● **PROBLEM DESCRIPTION**:
Write out the mailing-list excerpt on print() rounding with digits=2 in full, without changing a character.

● **EXCERPTED TEXT**:
>> Begin

[Rd] print(...,digits=2) behavior

Mon Feb 7 23:14:39 CET 2011

On Mon, Feb 07, 2011 at 09:56:18AM +0100, Martin Maechler wrote:
> >>>>> Ben Bolker <bbolker at gmail.com>
> >>>>>     on Sat, 5 Feb 2011 15:58:09 -0500 writes:
> 
>     >   A bug was recently posted to the R bug database (which
>     > probably would better have been posted as a query here) as
>     > to why this happens:
> 
>     >> print(7.921,digits=2)
>     > [1] 8
>     >> print(7.92,digits=2)
>     > [1] 7.9
> 
>     >   Two things I *haven't* done to help make sense of this
>     > for myself are (1) writing out the binary representations
>     > to see if something obvious pops out about why this would
>     > be a breakpoint and (2) poking in the source code (I did a
>     > little bit of this but gave up).

>> End

● **LISTED ENTRIES**:
>> Begin

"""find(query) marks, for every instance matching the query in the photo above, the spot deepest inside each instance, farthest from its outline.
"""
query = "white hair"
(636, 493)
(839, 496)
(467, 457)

>> End

● **WRITTEN RESPONSE**:
[Rd] print(...,digits=2) behavior

Mon Feb 7 23:14:39 CET 2011

On Mon, Feb 07, 2011 at 09:56:18AM +0100, Martin Maechler wrote:
> >>>>> Ben Bolker <bbolker at gmail.com>
> >>>>>     on Sat, 5 Feb 2011 15:58:09 -0500 writes:
> 
>     >   A bug was recently posted to the R bug database (which
>     > probably would better have been posted as a query here) as
>     > to why this happens:
> 
>     >> print(7.921,digits=2)
>     > [1] 8
>     >> print(7.92,digits=2)
>     > [1] 7.9
> 
>     >   Two things I *haven't* done to help make sense of this
>     > for myself are (1) writing out the binary representations
>     > to see if something obvious pops out about why this would
>     > be a breakpoint and (2) poking in the source code (I did a
>     > little bit of this but gave up).